___ SUPPLIED INFORMATION ___

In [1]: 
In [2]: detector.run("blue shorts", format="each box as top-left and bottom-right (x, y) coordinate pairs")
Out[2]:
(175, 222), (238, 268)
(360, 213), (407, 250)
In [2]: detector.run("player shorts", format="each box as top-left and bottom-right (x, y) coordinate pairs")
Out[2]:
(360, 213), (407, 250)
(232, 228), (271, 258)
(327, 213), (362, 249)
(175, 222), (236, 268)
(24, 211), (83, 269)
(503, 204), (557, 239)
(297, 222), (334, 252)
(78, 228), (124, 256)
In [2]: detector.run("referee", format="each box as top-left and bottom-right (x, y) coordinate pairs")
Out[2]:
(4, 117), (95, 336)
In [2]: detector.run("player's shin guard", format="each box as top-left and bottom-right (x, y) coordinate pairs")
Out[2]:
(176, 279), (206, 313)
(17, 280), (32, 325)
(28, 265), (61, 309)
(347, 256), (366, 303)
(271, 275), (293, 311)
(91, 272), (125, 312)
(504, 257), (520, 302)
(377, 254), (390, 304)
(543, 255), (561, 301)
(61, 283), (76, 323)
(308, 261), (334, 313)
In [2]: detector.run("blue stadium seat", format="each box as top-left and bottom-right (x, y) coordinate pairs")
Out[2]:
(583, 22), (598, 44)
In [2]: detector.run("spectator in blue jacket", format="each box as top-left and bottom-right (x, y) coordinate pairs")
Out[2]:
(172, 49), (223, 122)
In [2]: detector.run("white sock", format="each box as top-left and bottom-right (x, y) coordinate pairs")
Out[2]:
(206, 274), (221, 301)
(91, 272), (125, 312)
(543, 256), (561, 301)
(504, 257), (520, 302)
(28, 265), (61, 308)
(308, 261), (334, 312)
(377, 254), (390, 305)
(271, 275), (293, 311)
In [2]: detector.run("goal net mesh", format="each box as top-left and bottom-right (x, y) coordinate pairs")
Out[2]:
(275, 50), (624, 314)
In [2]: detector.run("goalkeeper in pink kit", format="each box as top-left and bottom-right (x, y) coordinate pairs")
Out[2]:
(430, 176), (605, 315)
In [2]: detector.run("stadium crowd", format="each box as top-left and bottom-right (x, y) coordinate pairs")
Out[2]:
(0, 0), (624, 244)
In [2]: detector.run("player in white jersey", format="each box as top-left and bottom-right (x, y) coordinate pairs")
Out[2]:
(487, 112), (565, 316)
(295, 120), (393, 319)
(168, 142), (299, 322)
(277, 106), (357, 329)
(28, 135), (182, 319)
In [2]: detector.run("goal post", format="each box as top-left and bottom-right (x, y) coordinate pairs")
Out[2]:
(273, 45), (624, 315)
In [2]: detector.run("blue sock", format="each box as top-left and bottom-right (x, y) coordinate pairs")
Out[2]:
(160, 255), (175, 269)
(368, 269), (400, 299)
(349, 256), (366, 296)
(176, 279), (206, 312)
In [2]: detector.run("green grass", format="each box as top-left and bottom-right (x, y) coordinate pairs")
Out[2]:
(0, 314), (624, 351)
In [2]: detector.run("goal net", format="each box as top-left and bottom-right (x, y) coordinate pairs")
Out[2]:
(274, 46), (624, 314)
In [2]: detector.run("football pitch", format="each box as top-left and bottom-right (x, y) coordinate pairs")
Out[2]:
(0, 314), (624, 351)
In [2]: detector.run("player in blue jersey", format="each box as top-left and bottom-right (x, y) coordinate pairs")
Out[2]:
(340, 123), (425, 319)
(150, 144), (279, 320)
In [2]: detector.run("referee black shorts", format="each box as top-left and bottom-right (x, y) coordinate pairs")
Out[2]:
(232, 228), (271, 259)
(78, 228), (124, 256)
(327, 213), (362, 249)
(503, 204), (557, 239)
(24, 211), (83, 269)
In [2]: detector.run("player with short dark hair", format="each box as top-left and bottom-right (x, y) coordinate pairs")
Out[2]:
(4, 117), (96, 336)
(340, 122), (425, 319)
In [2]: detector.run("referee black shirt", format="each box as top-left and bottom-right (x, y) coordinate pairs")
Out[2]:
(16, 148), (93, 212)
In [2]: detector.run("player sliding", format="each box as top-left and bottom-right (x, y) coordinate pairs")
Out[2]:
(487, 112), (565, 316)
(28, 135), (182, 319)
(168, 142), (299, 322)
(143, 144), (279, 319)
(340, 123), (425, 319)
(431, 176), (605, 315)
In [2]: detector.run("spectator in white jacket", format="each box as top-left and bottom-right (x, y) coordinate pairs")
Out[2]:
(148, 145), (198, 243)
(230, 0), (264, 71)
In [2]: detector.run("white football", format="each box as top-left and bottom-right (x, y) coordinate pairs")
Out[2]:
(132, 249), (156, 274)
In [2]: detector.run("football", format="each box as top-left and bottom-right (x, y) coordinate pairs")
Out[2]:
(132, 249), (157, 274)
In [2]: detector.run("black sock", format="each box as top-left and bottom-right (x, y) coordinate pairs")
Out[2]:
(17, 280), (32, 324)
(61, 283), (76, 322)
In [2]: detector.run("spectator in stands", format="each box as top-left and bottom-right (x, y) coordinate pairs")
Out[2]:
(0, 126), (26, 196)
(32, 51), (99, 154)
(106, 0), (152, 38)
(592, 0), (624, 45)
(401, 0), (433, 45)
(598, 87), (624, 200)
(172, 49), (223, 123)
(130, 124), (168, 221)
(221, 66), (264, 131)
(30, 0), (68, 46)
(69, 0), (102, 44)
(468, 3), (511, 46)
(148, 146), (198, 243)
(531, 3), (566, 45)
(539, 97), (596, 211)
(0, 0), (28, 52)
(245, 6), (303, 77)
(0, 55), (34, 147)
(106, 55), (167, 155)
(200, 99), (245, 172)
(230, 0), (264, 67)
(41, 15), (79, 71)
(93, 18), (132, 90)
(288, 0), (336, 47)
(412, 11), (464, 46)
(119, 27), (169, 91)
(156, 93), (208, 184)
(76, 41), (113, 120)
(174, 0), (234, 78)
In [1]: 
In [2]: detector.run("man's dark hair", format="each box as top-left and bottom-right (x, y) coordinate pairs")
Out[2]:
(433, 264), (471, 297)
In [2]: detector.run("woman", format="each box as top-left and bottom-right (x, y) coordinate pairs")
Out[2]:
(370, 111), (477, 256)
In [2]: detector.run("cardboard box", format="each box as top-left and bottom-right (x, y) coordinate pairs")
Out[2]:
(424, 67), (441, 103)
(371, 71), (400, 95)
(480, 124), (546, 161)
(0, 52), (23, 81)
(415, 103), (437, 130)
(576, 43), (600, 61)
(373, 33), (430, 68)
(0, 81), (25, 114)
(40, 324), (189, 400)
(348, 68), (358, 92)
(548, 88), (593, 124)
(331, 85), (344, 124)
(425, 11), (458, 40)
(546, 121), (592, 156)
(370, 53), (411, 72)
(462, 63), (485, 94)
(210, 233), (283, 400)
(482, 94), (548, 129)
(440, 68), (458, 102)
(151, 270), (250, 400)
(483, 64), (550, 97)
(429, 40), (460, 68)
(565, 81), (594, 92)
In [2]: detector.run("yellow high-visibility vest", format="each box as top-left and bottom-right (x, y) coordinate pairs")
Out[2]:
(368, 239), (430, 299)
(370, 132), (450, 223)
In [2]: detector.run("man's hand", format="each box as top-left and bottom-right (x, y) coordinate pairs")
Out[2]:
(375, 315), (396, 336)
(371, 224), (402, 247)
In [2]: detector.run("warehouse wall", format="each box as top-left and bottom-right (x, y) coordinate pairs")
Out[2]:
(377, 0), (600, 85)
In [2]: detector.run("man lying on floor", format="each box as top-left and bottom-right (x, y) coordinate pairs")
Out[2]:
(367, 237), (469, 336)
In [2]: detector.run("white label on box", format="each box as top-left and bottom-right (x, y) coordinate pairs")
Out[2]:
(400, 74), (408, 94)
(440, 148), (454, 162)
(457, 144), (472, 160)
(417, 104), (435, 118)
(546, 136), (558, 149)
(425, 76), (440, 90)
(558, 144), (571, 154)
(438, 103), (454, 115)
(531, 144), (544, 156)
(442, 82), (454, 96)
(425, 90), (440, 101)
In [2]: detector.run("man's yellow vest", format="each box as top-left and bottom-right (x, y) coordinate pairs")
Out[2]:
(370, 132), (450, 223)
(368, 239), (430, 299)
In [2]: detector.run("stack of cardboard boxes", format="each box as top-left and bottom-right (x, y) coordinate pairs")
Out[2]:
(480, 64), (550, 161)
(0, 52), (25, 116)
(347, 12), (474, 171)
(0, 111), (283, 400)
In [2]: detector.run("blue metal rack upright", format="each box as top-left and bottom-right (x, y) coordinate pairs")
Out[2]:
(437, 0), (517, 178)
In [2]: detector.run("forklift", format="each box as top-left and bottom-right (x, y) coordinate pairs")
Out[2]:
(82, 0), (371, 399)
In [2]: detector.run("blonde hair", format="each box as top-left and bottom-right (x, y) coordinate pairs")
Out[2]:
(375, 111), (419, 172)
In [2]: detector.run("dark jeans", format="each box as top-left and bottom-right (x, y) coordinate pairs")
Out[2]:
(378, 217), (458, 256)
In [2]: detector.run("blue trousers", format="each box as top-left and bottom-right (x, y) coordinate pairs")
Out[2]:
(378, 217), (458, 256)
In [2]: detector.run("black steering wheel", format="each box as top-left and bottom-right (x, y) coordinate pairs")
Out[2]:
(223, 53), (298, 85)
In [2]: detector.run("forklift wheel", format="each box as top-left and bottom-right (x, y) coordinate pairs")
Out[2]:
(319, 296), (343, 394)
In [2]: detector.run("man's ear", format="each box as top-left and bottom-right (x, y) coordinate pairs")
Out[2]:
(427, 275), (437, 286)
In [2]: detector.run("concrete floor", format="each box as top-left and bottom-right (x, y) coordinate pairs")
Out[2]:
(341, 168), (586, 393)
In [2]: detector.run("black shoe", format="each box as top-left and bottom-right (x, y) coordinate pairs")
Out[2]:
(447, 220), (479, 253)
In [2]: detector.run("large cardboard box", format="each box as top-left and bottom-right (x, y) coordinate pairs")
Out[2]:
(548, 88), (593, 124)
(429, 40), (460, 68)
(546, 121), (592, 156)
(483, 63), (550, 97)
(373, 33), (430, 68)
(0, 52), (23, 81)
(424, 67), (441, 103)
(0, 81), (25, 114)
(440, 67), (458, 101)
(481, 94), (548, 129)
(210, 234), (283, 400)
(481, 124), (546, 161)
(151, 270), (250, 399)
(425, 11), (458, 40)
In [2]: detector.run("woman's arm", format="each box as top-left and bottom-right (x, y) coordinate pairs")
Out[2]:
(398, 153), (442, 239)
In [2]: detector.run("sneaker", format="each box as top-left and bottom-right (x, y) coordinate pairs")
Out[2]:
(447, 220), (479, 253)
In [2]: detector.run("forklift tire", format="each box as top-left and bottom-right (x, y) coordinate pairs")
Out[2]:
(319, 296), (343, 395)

___

▸ **EXERCISE TASK**: Return the records unchanged, from the first line up to and including the line that contains "(583, 22), (598, 44)".

▸ **SOLUTION TO THE PROBLEM**:
In [1]: 
In [2]: detector.run("blue shorts", format="each box as top-left and bottom-right (x, y) coordinate pairs")
Out[2]:
(175, 222), (238, 268)
(360, 213), (407, 250)
In [2]: detector.run("player shorts", format="each box as top-left and bottom-right (x, y) coordinate pairs")
Out[2]:
(360, 213), (407, 250)
(232, 228), (271, 258)
(327, 213), (362, 249)
(175, 222), (236, 268)
(24, 211), (83, 269)
(503, 204), (557, 239)
(297, 222), (334, 252)
(78, 228), (124, 256)
In [2]: detector.run("referee", format="each box as top-left and bottom-right (x, y) coordinate pairs")
Out[2]:
(4, 117), (95, 336)
In [2]: detector.run("player's shin guard", format="each box as top-left and bottom-right (x, y) coordinate pairs")
Out[2]:
(176, 279), (206, 313)
(17, 280), (32, 325)
(28, 265), (61, 309)
(347, 256), (366, 303)
(271, 275), (293, 311)
(91, 272), (125, 312)
(504, 257), (520, 302)
(377, 254), (390, 304)
(543, 255), (561, 301)
(61, 283), (76, 323)
(308, 261), (334, 313)
In [2]: detector.run("blue stadium seat", format="each box as top-left and bottom-right (x, y) coordinate pairs")
Out[2]:
(583, 22), (598, 44)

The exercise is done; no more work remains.